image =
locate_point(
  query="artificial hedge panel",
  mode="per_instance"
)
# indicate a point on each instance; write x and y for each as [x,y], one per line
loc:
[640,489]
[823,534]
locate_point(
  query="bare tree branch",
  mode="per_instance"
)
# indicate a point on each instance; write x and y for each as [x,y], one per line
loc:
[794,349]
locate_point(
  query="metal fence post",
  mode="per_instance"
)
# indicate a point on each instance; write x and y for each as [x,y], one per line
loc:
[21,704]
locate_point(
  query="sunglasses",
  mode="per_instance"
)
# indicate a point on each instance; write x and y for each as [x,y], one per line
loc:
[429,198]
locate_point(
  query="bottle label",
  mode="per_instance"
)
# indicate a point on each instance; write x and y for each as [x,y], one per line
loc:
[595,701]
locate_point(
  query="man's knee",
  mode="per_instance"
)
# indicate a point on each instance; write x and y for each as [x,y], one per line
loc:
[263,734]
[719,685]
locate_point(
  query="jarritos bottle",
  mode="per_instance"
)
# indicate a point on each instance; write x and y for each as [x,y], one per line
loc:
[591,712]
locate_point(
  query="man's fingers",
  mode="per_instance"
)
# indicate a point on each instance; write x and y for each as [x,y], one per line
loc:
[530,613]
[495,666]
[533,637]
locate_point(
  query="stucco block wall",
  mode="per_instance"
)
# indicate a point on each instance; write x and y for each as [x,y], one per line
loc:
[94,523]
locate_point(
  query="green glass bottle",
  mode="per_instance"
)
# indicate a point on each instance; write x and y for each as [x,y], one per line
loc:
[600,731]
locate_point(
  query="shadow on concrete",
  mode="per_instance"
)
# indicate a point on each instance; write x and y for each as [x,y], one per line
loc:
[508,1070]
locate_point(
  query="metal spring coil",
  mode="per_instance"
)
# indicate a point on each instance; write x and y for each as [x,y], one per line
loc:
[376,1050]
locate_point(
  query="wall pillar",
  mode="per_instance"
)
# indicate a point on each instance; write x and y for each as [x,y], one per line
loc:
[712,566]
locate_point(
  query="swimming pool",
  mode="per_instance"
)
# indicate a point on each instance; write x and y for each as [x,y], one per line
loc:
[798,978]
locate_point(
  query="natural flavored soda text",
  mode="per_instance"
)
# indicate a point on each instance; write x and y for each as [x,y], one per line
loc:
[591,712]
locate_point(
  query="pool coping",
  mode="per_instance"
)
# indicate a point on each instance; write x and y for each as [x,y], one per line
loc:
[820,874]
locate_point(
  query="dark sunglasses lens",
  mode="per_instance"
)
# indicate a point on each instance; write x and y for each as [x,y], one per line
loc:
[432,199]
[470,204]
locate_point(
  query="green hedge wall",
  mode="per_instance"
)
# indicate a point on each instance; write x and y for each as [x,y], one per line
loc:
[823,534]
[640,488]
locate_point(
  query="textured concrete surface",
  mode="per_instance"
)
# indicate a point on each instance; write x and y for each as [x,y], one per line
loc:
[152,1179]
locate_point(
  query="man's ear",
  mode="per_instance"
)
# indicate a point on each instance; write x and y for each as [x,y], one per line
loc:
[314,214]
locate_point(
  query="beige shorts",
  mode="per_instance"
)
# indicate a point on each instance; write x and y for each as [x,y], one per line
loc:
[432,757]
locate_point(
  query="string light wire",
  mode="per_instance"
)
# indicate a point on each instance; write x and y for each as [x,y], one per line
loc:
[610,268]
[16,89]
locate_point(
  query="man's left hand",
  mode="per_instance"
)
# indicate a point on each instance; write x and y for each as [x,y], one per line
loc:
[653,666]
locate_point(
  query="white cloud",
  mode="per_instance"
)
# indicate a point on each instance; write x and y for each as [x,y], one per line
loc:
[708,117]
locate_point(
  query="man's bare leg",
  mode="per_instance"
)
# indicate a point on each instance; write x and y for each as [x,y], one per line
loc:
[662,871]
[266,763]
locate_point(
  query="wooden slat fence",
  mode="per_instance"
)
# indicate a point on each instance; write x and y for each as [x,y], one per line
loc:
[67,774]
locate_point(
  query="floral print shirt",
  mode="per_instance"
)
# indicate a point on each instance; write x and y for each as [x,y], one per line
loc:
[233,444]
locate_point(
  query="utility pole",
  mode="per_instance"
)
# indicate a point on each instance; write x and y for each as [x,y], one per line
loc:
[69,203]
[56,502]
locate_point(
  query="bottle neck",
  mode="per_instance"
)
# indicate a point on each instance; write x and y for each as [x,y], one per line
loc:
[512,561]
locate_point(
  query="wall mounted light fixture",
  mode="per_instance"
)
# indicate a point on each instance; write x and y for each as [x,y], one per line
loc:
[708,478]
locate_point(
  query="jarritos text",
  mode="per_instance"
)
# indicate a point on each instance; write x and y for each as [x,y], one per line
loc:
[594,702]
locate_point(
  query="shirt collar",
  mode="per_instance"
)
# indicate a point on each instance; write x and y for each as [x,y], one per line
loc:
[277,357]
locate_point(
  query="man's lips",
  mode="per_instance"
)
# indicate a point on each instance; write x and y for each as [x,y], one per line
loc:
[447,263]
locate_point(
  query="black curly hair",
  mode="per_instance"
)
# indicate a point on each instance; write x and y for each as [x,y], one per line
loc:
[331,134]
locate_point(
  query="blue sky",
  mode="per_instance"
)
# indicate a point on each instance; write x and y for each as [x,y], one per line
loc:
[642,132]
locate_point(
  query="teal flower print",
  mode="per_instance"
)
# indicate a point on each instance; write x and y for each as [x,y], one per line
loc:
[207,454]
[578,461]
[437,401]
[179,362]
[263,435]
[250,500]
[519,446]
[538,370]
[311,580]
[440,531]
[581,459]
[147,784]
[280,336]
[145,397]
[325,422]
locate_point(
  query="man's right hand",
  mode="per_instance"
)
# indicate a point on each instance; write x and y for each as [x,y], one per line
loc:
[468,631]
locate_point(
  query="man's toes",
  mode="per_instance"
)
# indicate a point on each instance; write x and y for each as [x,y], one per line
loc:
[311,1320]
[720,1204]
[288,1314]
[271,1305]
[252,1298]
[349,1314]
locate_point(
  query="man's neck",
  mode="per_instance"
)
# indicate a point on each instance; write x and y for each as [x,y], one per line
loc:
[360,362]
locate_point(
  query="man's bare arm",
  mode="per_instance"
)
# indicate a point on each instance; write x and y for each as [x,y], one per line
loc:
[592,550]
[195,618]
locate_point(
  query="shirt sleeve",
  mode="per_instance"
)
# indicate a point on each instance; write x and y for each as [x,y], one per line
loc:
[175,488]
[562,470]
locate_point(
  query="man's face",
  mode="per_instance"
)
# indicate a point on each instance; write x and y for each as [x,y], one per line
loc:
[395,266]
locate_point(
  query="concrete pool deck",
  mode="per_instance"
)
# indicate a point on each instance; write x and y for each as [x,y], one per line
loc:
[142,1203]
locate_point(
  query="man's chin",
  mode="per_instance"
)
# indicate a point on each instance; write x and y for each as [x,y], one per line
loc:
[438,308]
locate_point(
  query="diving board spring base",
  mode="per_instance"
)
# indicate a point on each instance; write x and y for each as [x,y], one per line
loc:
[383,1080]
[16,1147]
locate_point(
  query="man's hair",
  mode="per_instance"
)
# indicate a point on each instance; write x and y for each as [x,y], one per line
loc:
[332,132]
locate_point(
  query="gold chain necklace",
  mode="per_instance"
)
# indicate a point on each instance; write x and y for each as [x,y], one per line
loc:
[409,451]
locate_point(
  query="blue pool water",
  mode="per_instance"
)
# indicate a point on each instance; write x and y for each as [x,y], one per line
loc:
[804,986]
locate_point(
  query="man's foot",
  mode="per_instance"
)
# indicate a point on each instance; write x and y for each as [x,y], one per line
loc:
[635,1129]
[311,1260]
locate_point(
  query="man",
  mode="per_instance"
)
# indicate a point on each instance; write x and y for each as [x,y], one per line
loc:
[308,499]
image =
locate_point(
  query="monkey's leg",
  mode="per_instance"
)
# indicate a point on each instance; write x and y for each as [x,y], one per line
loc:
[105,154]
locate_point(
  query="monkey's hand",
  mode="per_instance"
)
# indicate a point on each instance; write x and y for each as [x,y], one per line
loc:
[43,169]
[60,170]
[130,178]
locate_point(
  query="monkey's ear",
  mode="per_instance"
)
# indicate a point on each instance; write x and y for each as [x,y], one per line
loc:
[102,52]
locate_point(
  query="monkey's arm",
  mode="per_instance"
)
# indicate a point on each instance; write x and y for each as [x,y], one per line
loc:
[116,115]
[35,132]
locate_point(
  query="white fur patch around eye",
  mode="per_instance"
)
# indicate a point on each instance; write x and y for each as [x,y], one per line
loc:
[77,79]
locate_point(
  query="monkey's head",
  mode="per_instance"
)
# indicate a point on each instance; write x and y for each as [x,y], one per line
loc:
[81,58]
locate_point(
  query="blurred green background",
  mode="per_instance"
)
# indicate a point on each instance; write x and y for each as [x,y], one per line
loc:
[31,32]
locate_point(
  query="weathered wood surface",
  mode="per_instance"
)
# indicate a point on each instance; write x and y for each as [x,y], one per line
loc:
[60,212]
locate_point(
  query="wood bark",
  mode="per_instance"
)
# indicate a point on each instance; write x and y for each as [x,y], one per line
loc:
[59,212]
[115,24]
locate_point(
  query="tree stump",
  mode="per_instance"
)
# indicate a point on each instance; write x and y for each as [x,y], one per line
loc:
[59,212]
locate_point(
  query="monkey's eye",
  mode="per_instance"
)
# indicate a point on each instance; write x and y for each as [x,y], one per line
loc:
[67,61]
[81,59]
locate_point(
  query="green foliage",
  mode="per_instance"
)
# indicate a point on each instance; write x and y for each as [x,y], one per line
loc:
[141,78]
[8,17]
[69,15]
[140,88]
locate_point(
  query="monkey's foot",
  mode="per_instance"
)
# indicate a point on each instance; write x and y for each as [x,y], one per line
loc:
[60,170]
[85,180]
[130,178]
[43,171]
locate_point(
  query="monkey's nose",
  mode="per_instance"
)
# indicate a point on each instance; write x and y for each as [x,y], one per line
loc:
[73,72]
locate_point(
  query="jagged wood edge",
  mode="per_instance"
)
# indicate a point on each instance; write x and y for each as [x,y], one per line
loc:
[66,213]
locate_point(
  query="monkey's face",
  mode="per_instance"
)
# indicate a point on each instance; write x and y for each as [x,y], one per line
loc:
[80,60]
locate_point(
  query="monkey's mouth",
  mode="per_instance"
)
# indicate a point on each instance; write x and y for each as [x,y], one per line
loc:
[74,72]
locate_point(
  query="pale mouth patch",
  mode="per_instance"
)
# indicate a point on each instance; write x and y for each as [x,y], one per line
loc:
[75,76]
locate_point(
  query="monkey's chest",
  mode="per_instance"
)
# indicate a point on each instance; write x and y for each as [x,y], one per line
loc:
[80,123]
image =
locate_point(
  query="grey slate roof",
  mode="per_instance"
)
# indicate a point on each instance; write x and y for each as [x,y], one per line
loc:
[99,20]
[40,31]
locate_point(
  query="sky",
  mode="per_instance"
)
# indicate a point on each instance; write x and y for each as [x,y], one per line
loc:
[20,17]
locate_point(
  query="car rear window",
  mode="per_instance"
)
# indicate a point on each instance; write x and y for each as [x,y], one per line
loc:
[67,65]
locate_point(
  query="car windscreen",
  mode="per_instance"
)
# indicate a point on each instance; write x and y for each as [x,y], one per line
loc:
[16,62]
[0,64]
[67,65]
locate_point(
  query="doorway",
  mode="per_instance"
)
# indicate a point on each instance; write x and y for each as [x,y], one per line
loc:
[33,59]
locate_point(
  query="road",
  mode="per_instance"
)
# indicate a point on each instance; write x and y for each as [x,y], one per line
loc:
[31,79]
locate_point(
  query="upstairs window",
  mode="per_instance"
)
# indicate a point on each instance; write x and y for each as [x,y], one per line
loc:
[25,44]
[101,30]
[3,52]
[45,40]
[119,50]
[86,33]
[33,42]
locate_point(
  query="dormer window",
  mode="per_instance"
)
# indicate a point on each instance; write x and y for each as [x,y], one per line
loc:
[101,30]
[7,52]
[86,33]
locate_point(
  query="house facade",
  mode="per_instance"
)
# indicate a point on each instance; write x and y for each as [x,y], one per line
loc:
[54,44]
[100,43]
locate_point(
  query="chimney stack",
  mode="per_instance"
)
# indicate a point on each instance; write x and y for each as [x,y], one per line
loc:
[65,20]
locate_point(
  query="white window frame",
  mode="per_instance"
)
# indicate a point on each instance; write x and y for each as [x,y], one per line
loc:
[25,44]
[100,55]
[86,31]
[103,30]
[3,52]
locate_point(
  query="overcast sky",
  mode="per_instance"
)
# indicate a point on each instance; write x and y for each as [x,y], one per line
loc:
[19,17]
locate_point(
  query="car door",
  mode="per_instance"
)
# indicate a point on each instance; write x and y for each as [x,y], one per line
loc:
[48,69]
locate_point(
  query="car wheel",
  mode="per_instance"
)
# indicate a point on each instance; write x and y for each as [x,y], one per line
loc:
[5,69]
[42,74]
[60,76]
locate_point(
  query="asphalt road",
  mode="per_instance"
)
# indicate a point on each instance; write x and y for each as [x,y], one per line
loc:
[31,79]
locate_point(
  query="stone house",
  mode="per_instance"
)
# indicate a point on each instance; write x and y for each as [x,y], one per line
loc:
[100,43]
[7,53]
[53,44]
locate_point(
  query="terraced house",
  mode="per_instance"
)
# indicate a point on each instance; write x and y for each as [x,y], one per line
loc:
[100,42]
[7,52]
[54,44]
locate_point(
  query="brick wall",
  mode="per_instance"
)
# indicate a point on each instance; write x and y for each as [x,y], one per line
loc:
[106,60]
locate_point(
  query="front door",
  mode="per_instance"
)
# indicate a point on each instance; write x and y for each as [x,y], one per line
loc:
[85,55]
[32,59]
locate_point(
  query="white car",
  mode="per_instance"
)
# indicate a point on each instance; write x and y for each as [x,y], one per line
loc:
# # # # # # #
TASK TO COMPLETE. Gather every line of the items above that contains the word "green" and copy each of those lines in full. Case counts.

SOLUTION FOR THIS TASK.
  query="green glass bottle",
  query="green hedge wall",
  query="blurred green background",
  query="green foliage",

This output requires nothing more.